WHAT TO PRODUCE
Turn the material below, from the line with "Could you please point to the sofa" through the line with "column 458, row 188", into a Markdown table with two columns, Row and Entry. Give each line its own numbered row and leave out blank lines.

INPUT MATERIAL

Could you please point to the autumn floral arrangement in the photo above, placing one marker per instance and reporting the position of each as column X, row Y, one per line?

...

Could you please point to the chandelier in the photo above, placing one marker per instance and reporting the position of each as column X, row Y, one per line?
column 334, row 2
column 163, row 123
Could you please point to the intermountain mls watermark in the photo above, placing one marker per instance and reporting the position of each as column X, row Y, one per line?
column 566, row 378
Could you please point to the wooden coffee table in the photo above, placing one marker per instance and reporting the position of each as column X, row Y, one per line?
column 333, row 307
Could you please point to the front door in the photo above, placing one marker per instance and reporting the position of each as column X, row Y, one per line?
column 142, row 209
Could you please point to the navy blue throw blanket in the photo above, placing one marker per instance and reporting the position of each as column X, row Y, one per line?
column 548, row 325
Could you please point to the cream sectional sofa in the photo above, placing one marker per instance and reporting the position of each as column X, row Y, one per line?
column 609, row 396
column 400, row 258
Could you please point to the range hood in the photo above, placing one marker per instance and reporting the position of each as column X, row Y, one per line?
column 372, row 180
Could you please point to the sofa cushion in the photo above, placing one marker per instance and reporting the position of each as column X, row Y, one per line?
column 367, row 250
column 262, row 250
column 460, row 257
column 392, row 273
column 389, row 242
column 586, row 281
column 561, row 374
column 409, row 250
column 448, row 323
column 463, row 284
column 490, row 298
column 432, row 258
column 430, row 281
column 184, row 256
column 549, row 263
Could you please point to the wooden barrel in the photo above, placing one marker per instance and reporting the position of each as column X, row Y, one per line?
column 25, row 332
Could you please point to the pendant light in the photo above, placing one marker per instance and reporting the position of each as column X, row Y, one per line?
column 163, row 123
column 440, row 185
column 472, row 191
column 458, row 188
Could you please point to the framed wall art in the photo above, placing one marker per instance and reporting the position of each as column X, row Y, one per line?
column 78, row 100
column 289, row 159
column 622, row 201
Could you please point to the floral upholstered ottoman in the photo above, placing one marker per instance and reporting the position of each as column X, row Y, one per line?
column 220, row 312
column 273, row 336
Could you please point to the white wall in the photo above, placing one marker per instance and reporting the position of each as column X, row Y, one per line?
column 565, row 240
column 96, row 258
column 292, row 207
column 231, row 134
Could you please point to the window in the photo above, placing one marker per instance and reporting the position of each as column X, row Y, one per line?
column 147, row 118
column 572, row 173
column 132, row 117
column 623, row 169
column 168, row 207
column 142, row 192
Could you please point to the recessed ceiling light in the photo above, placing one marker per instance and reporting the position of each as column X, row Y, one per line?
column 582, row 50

EXERCISE RESULT
| Row | Entry |
|---|---|
| 1 | Could you please point to the sofa cushion in the photo above, placing one marker per instance and reporting the position of each as column X, row Y, one per line? |
| 2 | column 367, row 250 |
| 3 | column 262, row 250 |
| 4 | column 460, row 257 |
| 5 | column 392, row 273 |
| 6 | column 389, row 242 |
| 7 | column 586, row 281 |
| 8 | column 561, row 374 |
| 9 | column 409, row 250 |
| 10 | column 448, row 323 |
| 11 | column 463, row 284 |
| 12 | column 490, row 298 |
| 13 | column 432, row 258 |
| 14 | column 430, row 281 |
| 15 | column 184, row 256 |
| 16 | column 549, row 263 |
| 17 | Could you please point to the wooden barrel in the photo above, placing one marker per instance and reporting the position of each as column X, row Y, one per line? |
| 18 | column 25, row 332 |
| 19 | Could you please point to the pendant light in the photo above, placing one marker per instance and reporting the position of each as column X, row Y, one per line? |
| 20 | column 163, row 123 |
| 21 | column 440, row 185 |
| 22 | column 472, row 191 |
| 23 | column 458, row 188 |